# Findley SP this weekend



## Wannabitawerm (Apr 13, 2004)

I'll be on site#119 this weekend. Stop by if your out or look for me on the lake, I'll be in the off white and gold MFG. 

By the way, the gills are moving up on the beds.


----------



## WalleyeGuy (Apr 9, 2004)

I fished it this past Sunday Sam.
A lot of Cats and a few gills. The water is really warm to the touch, feels like it is running close to 78 degress.
I may be there one day this weekend, all depends on conditions at erie.


----------



## soroker74 (Feb 27, 2006)

I have been going there for most of the season so far and have come back withat the very least with a bunch of catch and release but I have walked outh with a total of about 20-25 keepers mostly gills and pumpkinseeds, and just a couple of crappie. By the way whats up WalleyeGuy you remember me from the ogf party in Elyria earlier this year, I was there with harle96. I am off to Hinckley Reservation today I will let y'all know how that goes.


----------



## WalleyeGuy (Apr 9, 2004)

Sorry Soroker.
I missed that party. I was sicker than a sheephead that weekend.
I kept that cold for nearly 3 weeks.
If I hit Findlay State Park, I will be in a camo canoe, 14 foot River Rouge with a 3 HP electric, leaving a heck of a wake behind me.


----------



## Wannabitawerm (Apr 13, 2004)

Cats started hitting pretty good. There's not too much to speak of in the lake anymore. You can have a few good days here and there, but until the white amurs are gone, look for the lake to continue to decline. There is no vegetation in the lake to filter the sediment so the lake will stay brown for quite a while. The lake needs a draw down so the vegetation can get a foothold again. Those white amurs need to be removed or thinned. (Just venting). I'm still out on site 242 for a few more weeks. 

WalleyeGuy, check your pm's.


----------

• [Material shown]:

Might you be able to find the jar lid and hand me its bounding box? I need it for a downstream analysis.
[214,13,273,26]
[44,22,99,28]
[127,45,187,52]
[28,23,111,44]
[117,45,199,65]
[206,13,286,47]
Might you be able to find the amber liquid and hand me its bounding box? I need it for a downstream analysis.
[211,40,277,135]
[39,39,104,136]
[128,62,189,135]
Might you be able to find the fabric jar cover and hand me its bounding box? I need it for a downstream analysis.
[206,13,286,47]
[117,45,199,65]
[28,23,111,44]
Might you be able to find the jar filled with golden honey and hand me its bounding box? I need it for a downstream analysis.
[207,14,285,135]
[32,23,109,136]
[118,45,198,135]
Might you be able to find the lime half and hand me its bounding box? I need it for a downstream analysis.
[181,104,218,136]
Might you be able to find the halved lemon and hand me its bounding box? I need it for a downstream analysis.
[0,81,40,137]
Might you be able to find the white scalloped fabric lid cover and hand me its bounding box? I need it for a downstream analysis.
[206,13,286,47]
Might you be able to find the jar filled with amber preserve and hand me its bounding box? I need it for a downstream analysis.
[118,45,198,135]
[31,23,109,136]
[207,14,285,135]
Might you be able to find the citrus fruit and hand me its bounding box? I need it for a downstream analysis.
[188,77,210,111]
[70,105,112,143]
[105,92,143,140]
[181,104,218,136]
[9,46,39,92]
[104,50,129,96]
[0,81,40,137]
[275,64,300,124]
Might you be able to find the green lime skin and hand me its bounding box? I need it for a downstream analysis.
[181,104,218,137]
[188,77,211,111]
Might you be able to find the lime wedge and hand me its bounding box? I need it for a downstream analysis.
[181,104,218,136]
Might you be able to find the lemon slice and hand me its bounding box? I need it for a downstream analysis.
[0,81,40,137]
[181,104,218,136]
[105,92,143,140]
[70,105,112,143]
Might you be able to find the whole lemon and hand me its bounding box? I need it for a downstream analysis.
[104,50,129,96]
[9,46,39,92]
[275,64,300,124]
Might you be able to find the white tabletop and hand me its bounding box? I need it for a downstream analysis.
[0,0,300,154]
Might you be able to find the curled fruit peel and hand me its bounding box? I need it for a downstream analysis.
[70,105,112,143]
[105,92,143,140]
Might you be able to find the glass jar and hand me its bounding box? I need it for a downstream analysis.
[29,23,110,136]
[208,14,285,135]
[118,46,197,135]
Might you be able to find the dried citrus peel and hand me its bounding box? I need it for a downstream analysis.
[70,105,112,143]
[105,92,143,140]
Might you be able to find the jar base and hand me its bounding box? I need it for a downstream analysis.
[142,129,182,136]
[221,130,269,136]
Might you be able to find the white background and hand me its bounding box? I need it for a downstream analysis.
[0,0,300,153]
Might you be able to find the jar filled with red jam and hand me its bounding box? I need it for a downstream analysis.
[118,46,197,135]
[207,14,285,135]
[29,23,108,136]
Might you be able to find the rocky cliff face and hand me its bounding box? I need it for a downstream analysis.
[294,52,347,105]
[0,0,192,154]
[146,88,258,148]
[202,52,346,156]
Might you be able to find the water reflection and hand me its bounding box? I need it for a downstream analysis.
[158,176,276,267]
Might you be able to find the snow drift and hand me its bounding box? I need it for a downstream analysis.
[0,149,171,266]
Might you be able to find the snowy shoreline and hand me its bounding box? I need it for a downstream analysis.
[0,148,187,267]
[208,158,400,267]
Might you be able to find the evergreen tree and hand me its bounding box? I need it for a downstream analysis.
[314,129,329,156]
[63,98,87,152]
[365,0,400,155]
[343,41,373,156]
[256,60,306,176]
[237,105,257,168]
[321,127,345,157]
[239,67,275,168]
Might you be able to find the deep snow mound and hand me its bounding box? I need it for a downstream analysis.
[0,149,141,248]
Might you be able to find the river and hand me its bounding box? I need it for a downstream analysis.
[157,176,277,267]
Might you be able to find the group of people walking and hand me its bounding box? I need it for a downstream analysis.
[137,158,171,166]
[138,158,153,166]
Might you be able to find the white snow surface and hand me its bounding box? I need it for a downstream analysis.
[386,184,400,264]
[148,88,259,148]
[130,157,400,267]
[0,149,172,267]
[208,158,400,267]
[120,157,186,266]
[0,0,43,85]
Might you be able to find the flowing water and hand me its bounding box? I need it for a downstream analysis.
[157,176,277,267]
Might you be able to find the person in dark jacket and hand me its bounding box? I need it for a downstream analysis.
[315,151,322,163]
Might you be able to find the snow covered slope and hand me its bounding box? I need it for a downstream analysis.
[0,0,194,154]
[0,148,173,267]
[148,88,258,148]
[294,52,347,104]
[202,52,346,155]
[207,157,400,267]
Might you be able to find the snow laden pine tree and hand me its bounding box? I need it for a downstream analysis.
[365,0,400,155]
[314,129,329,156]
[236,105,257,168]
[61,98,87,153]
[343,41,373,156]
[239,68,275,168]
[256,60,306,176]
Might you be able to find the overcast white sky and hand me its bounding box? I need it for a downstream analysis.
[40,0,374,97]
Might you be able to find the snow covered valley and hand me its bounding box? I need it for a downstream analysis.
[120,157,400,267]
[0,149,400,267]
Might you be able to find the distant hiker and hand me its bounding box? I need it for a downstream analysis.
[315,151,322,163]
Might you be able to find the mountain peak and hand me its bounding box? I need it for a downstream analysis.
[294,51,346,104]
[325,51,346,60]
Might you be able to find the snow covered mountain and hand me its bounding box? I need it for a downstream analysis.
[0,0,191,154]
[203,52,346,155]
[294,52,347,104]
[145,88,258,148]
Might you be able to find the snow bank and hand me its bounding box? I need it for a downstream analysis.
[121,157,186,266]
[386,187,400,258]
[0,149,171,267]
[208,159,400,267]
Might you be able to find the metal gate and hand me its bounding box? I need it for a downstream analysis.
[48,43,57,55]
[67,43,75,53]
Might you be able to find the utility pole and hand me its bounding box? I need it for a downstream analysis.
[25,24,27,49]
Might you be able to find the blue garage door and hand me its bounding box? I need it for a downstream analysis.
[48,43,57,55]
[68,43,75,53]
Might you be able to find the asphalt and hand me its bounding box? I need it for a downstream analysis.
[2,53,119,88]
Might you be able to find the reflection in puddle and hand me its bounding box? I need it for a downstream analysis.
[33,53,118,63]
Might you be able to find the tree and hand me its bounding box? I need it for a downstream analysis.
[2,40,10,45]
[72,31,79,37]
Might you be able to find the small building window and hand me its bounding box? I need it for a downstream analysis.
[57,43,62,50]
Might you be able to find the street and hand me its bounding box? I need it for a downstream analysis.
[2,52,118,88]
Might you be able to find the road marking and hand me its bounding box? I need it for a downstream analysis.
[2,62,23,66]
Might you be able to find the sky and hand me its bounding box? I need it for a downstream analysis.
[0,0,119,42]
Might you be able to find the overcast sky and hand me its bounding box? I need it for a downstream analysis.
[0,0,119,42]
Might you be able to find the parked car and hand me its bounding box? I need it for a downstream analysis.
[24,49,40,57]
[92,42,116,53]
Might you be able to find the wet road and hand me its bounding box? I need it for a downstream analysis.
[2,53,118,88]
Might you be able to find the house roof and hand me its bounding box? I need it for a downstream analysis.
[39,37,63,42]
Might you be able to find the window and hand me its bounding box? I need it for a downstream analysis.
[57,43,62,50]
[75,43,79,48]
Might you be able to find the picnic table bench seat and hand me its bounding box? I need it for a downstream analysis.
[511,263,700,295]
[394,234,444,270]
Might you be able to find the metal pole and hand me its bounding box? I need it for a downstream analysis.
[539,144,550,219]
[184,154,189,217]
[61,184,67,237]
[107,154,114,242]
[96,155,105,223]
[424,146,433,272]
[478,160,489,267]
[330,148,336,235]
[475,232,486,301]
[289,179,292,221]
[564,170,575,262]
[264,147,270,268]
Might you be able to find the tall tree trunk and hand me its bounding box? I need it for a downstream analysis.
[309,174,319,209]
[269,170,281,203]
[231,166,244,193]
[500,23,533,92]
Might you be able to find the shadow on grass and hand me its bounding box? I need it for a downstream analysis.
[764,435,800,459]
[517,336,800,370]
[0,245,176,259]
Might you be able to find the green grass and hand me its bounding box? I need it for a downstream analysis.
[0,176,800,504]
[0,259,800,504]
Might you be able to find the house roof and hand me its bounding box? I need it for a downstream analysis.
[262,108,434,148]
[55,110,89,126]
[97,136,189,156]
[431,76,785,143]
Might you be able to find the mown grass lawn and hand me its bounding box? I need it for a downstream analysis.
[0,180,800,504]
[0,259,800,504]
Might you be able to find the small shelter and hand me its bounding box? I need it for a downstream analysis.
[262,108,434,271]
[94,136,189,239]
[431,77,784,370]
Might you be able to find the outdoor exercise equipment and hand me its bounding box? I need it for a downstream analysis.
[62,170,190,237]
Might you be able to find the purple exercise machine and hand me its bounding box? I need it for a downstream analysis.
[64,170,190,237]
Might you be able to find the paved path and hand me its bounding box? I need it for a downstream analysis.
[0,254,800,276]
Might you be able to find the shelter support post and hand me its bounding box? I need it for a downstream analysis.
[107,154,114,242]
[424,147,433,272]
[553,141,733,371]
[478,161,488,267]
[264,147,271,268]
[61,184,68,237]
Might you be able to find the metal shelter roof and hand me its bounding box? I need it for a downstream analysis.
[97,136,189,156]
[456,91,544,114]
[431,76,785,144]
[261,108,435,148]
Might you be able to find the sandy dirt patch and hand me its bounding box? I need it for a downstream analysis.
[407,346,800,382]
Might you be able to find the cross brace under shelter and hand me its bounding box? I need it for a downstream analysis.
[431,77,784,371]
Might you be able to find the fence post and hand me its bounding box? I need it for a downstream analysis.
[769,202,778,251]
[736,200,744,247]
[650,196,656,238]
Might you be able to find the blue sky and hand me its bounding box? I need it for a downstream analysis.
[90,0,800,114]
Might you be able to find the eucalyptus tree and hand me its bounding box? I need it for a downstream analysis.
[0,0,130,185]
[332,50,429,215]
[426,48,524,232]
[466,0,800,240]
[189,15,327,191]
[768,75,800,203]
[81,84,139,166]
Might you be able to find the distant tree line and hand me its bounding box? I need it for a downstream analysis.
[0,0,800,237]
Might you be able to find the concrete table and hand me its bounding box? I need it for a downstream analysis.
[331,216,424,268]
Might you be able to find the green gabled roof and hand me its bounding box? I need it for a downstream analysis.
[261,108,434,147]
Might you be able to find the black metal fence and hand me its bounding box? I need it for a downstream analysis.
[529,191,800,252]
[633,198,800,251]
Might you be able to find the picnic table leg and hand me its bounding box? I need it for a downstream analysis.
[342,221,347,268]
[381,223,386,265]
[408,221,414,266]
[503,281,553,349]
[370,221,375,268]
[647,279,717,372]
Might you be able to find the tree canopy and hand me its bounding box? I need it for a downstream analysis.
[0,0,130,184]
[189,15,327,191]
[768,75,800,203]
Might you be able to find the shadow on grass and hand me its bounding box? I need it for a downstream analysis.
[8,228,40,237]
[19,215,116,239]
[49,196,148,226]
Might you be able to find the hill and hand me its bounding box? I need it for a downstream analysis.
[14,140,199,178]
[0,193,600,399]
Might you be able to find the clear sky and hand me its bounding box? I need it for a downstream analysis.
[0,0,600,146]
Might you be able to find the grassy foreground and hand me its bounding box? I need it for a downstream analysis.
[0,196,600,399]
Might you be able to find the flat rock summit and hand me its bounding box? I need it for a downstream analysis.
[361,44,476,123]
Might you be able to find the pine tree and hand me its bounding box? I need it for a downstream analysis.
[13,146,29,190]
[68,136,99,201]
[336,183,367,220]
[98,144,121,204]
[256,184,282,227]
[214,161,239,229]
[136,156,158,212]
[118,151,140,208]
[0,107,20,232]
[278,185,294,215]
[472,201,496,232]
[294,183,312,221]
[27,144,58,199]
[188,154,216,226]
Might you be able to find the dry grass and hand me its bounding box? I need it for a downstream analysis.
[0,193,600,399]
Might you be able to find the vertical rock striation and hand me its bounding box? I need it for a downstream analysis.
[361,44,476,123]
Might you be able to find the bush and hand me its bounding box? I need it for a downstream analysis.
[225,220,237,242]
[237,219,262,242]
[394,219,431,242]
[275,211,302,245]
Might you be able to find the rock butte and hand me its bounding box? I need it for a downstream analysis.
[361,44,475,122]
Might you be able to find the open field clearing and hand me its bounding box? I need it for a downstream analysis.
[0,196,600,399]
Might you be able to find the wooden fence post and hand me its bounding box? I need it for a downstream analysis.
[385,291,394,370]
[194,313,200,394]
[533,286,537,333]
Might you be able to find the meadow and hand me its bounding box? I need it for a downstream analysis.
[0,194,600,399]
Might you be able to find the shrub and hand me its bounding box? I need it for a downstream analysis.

• [Problems to work on]:
1. Answer these questions from the Findley SP thread, one line each:
(a) Which campsite does the first post say its author will be on this weekend?
(b) How warm does WalleyeGuy estimate the water to be?
(c) What boat does WalleyeGuy say he will be in if he reaches Findlay State Park?
2. From the Findley SP thread, quote the passage that opens with the words containing "I have been" and closes with "sheephead that weekend.".
3. In the Findley SP thread, turn the paragraph beginning "Cats started hitting pretty good." into a short bulleted list that keeps its main facts.

• [The responses]:
1.
(a) Site #119.
(b) Close to 78 degrees.
(c) A camo canoe, a 14-foot River Rouge with a 3 HP electric.

2.
I have been going there for most of the season so far and have come back withat the very least with a bunch of catch and release but I have walked outh with a total of about 20-25 keepers mostly gills and pumpkinseeds, and just a couple of crappie. By the way whats up WalleyeGuy you remember me from the ogf party in Elyria earlier this year, I was there with harle96. I am off to Hinckley Reservation today I will let y'all know how that goes.


----------



## WalleyeGuy (Apr 9, 2004)

Sorry Soroker.
I missed that party. I was sicker than a sheephead that weekend.

3.
- Catfish have started hitting well.
- Little else is left in the lake; good days come only now and then.
- The lake will keep declining until the white amurs are gone.
- With no vegetation to filter sediment, the water will stay brown for a long time.
- The lake needs a drawdown so vegetation can get a foothold again.
- The white amurs need to be removed or thinned.
- The poster will stay on site 242 for a few more weeks.